Rows from a dataset
- - -

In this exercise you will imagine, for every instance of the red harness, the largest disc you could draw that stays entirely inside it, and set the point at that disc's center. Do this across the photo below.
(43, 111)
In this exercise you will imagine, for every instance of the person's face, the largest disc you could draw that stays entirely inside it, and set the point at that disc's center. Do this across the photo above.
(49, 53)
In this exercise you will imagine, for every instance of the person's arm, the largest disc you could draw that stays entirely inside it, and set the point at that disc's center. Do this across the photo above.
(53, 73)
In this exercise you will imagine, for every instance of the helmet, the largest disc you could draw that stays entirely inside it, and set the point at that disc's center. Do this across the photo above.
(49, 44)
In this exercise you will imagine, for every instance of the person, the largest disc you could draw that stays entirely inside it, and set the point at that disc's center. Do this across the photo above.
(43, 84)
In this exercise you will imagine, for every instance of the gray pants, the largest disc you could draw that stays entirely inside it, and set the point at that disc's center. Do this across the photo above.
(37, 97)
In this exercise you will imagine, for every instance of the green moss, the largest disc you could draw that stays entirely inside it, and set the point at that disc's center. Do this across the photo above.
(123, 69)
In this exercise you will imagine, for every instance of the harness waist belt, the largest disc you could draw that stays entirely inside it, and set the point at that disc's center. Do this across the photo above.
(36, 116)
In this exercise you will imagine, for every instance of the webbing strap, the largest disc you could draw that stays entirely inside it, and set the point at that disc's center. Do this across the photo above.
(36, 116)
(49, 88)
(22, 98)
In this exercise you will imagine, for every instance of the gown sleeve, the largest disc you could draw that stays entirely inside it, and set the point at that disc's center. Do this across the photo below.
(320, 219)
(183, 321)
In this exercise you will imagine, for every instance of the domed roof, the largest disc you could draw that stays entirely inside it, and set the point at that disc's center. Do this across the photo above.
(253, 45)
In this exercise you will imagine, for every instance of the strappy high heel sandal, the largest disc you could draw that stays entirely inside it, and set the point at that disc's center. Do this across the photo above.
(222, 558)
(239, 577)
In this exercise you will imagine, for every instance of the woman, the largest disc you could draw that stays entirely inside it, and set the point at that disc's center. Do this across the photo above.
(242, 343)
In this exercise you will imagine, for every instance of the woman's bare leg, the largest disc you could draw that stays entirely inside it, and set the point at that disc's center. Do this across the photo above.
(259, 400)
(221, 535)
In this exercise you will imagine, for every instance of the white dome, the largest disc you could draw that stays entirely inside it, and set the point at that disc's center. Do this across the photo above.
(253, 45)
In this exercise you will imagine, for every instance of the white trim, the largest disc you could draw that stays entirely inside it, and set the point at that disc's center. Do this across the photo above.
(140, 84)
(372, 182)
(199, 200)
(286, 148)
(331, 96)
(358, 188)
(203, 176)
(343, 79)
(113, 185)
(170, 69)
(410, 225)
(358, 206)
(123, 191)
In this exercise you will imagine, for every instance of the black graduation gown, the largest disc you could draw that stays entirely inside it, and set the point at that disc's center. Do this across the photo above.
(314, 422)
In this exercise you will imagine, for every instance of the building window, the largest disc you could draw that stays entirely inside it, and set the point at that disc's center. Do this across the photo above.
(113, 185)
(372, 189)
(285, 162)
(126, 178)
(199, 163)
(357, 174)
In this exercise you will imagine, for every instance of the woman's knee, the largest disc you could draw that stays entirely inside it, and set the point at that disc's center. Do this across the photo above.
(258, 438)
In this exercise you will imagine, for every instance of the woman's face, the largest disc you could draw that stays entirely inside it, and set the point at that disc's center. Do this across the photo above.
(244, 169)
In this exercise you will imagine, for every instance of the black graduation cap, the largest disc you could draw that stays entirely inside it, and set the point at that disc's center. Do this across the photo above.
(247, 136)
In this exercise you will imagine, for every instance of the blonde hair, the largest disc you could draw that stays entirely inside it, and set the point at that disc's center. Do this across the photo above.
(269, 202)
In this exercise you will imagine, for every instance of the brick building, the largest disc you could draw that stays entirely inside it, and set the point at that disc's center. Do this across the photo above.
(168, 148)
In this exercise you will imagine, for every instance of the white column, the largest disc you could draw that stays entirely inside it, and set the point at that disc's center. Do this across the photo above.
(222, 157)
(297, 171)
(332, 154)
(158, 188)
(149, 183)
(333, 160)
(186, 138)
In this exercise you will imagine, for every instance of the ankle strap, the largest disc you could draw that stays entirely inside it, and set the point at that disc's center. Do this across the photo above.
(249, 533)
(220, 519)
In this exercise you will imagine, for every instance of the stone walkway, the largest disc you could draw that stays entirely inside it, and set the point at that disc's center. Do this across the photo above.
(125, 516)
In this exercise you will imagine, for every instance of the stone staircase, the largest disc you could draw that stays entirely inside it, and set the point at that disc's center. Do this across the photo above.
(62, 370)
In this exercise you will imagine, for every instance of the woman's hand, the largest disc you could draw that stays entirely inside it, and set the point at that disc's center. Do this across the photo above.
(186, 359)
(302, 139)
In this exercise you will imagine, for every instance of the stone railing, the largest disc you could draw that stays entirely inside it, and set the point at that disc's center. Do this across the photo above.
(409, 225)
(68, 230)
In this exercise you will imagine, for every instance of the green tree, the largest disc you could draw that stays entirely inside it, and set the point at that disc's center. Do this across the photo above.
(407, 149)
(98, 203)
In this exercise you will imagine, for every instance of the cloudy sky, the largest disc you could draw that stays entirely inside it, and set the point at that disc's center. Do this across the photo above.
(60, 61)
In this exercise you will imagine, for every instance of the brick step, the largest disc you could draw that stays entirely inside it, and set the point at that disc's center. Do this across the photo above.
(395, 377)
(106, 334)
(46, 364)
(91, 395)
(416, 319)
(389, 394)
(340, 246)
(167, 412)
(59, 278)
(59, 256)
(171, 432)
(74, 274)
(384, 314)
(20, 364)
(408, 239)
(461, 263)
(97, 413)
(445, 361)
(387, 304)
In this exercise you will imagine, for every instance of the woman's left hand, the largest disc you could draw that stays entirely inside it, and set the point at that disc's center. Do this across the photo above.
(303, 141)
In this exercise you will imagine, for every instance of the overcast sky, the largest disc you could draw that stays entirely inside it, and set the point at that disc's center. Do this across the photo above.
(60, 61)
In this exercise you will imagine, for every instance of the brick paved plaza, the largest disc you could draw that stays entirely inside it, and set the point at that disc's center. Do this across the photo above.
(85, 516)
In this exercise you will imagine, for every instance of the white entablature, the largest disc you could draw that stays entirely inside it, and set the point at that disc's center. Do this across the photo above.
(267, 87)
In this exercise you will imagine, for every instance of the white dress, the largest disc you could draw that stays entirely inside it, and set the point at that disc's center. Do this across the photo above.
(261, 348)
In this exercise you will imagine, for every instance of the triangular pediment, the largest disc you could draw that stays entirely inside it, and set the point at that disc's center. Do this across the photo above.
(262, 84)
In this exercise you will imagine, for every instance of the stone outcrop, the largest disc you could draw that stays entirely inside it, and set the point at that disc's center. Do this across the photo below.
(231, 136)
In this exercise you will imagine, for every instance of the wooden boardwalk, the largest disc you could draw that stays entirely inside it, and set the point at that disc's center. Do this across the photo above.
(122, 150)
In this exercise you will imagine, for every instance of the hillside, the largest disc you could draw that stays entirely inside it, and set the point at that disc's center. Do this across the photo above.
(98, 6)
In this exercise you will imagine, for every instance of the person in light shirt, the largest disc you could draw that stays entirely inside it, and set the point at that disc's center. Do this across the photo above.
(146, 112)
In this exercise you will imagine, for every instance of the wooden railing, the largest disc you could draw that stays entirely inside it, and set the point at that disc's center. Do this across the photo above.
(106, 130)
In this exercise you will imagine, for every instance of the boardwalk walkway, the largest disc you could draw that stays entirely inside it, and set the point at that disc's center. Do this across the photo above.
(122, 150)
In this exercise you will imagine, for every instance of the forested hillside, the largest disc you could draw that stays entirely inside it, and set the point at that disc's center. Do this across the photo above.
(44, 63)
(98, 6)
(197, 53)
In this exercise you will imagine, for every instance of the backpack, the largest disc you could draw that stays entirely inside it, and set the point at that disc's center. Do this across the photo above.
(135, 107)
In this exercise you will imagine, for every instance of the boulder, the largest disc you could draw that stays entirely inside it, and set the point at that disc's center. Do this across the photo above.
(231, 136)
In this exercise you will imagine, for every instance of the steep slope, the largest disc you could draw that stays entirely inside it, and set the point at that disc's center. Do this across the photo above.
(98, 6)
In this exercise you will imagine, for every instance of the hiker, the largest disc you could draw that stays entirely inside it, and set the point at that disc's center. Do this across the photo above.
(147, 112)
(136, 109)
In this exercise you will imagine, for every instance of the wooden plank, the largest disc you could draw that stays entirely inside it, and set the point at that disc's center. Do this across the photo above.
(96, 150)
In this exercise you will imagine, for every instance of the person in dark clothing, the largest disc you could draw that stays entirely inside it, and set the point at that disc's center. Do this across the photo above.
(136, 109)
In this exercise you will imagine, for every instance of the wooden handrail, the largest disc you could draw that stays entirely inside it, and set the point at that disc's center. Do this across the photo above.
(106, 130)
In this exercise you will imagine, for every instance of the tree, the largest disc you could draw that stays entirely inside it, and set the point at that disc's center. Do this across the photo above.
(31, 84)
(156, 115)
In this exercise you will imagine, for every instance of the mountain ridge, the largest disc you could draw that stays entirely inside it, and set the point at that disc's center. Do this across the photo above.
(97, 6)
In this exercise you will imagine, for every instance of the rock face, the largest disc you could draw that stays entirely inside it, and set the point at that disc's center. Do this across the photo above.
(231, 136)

- - -

• _WRITTEN EXERCISE_
Copy, character for character, the lines from the line that holds "wooden plank, the" through the final line of the records above.

• _ANSWER TO THE PROBLEM_
In this exercise you will imagine, for every instance of the wooden plank, the largest disc you could draw that stays entirely inside it, and set the point at that disc's center. Do this across the photo above.
(96, 150)
In this exercise you will imagine, for every instance of the person in dark clothing, the largest disc you could draw that stays entirely inside it, and set the point at that disc's center. Do this across the photo above.
(136, 109)
In this exercise you will imagine, for every instance of the wooden handrail, the largest disc you could draw that stays entirely inside it, and set the point at that disc's center. Do this across the photo above.
(106, 130)
In this exercise you will imagine, for every instance of the tree, the largest disc you could draw that stays entirely inside it, and set the point at that disc's center. Do this across the photo above.
(31, 84)
(156, 115)
In this exercise you will imagine, for every instance of the mountain ridge, the largest disc you could draw that stays entirely inside it, and set the point at that disc's center. Do this across the photo above.
(97, 6)
In this exercise you will imagine, for every instance of the rock face, the largest disc you could draw that stays entirely inside it, and set the point at that disc's center. Do this across the photo above.
(231, 136)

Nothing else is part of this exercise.